* start TEXT BLOCK *
The Wheel of the Year: Eight Celebrations That Mark the Seasons
Apr 21, 2026
Every year, without fail, the seasons change.
The days grow long, then short. The light shifts. The air changes. Plants emerge, flower, fruit and die back. Animals mate, bear young and hunker down. This has been happening for as long as Earth has orbited the Sun — which is to say, for a very long time.
Humans have been marking these changes for just as long. The modern pagan and witchy community does it through a framework called the Wheel of the Year: eight festivals spaced roughly six weeks apart that track the full cycle of the seasons from one year to the next.
What the Wheel Actually Is
The Wheel of the Year divides the year into eight points — four astronomical markers and four midpoints between them. The astronomical markers are the ones most people learned in school: the two solstices (when daylight is longest or shortest) and the two equinoxes (when day and night are equal). The four midpoints — called cross-quarter days — mark the peaks of each season, the moments when a season is fully underway before it begins tipping toward the next.
Together, they form a complete map of what the natural world is actually doing across the year. Not just what the calendar says — what you can see happening outside.
* end TEXT BLOCK *
GOALS
1. Rewrite the paragraph beginning "The Wheel of the Year divides the year" from the article on the Wheel of the Year as a short bulleted list that keeps its main facts.
2. In one to three sentences, explain what sets the cross-quarter days apart from the solstices and equinoxes in the article on the Wheel of the Year.
3. Update the article on the Wheel of the Year from "Humans have been" up to and including "toward the next.", putting "celebrations" in place of "festivals".
The rows after the article on the Wheel of the Year aren't needed.
* start RECORD SET *
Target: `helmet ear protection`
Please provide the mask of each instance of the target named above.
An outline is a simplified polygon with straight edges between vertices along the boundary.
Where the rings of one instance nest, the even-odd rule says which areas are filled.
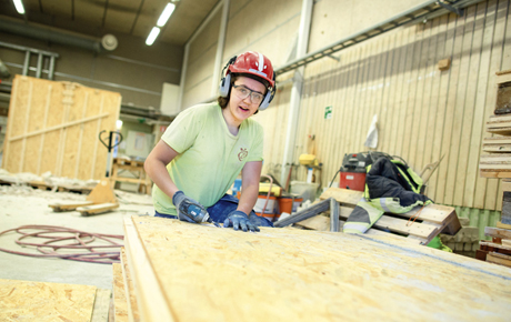
[[[226,67],[223,67],[222,69],[222,74],[223,74],[223,71],[229,68],[230,64],[234,63],[236,59],[238,57],[234,56],[232,57],[226,64]],[[222,77],[222,80],[220,81],[220,88],[219,88],[219,93],[220,93],[220,97],[222,98],[227,98],[229,95],[229,90],[231,89],[231,73],[229,72],[228,70],[228,73]]]
[[[231,59],[229,59],[229,61],[227,62],[227,64],[223,67],[222,69],[222,74],[224,72],[224,70],[227,69],[227,74],[220,80],[220,87],[219,87],[219,94],[220,97],[222,98],[227,98],[229,95],[229,91],[231,90],[231,72],[229,70],[229,67],[231,64],[233,64],[236,62],[236,60],[238,59],[237,56],[232,57]],[[273,83],[275,82],[275,73],[273,72],[273,76],[272,76],[272,80],[273,80]],[[264,99],[262,100],[261,104],[259,105],[259,110],[265,110],[269,105],[270,105],[270,102],[273,100],[275,95],[275,87],[270,87],[268,88],[268,91],[264,95]]]
[[[273,72],[273,82],[274,80],[275,80],[275,73]],[[264,99],[259,105],[259,110],[261,111],[265,110],[270,105],[274,97],[275,97],[275,87],[269,88],[267,94],[264,95]]]

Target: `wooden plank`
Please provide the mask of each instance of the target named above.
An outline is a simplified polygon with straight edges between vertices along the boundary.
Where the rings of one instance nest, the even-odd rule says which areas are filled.
[[[0,280],[1,321],[90,321],[96,286]]]
[[[498,221],[495,225],[497,225],[497,228],[510,229],[511,230],[511,224],[505,224],[505,223],[502,223],[501,221]]]
[[[487,262],[511,268],[511,256],[495,252],[489,252],[487,254]]]
[[[94,299],[94,309],[92,310],[91,322],[107,322],[109,321],[110,302],[112,291],[109,289],[97,289]]]
[[[507,245],[503,245],[503,244],[493,243],[493,242],[489,242],[489,241],[480,241],[479,244],[480,244],[480,245],[484,245],[484,246],[491,246],[491,248],[498,249],[498,250],[511,251],[511,248],[510,248],[510,246],[507,246]]]
[[[330,199],[330,231],[339,232],[339,203],[335,199]]]
[[[137,303],[133,279],[131,278],[128,256],[126,254],[124,248],[121,248],[121,268],[122,276],[124,279],[124,293],[127,294],[126,298],[128,302],[128,320],[130,322],[139,322],[139,304]]]
[[[342,205],[355,207],[357,203],[359,203],[362,195],[363,192],[361,191],[332,187],[327,189],[327,191],[324,191],[323,193],[321,193],[320,199],[327,200],[329,198],[333,198]]]
[[[124,278],[122,275],[122,265],[112,264],[113,273],[113,314],[116,322],[128,321],[128,300],[124,291]]]
[[[156,289],[136,288],[162,301],[153,311],[158,320],[170,310],[180,321],[408,321],[437,312],[447,321],[497,321],[511,304],[509,269],[394,238],[270,228],[243,233],[153,217],[134,217],[133,225],[151,272],[143,275],[159,281]]]
[[[70,211],[74,210],[79,207],[84,207],[84,205],[91,205],[92,201],[58,201],[54,203],[48,204],[48,207],[52,208],[53,211],[60,212],[60,211]]]
[[[79,207],[77,208],[77,211],[80,212],[81,215],[90,215],[103,213],[116,208],[119,208],[119,203],[99,203],[93,205]]]
[[[510,170],[502,170],[502,169],[499,169],[499,170],[481,170],[479,172],[479,175],[483,177],[483,178],[500,178],[500,179],[510,179],[511,178],[511,171]]]
[[[133,279],[141,321],[176,321],[143,242],[139,239],[139,233],[134,228],[134,221],[139,220],[139,218],[124,219],[124,250]],[[196,306],[194,310],[200,306]]]
[[[279,220],[278,222],[274,223],[274,227],[278,227],[278,228],[282,228],[282,227],[287,227],[287,225],[290,225],[290,224],[293,224],[295,222],[299,222],[299,221],[302,221],[302,220],[305,220],[305,219],[309,219],[311,217],[314,217],[314,215],[318,215],[320,214],[321,212],[324,212],[327,211],[328,209],[330,209],[330,202],[331,202],[332,199],[327,199],[327,200],[322,200],[315,204],[312,204],[311,207],[307,208],[307,209],[303,209],[302,211],[299,211],[290,217],[287,217],[282,220]]]
[[[418,223],[389,215],[382,215],[373,225],[382,230],[417,235],[428,241],[440,233],[439,225],[425,222]]]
* end RECORD SET *
RESPONSES TO THE EXERCISE
1.
- The year is split into eight points: four astronomical markers and four midpoints.
- Astronomical markers: two solstices (longest or shortest daylight) and two equinoxes (equal day and night).
- Midpoints, called cross-quarter days: the peak of each season, when it is fully underway before tipping toward the next.

2. The solstices and equinoxes are astronomical markers, defined by the longest or shortest daylight and by equal day and night. The cross-quarter days are the midpoints between them. They mark the peak of each season, when it is fully underway before it starts tipping toward the next.

3.
Humans have been marking these changes for just as long. The modern pagan and witchy community does it through a framework called the Wheel of the Year: eight celebrations spaced roughly six weeks apart that track the full cycle of the seasons from one year to the next.
What the Wheel Actually Is
The Wheel of the Year divides the year into eight points — four astronomical markers and four midpoints between them. The astronomical markers are the ones most people learned in school: the two solstices (when daylight is longest or shortest) and the two equinoxes (when day and night are equal). The four midpoints — called cross-quarter days — mark the peaks of each season, the moments when a season is fully underway before it begins tipping toward the next.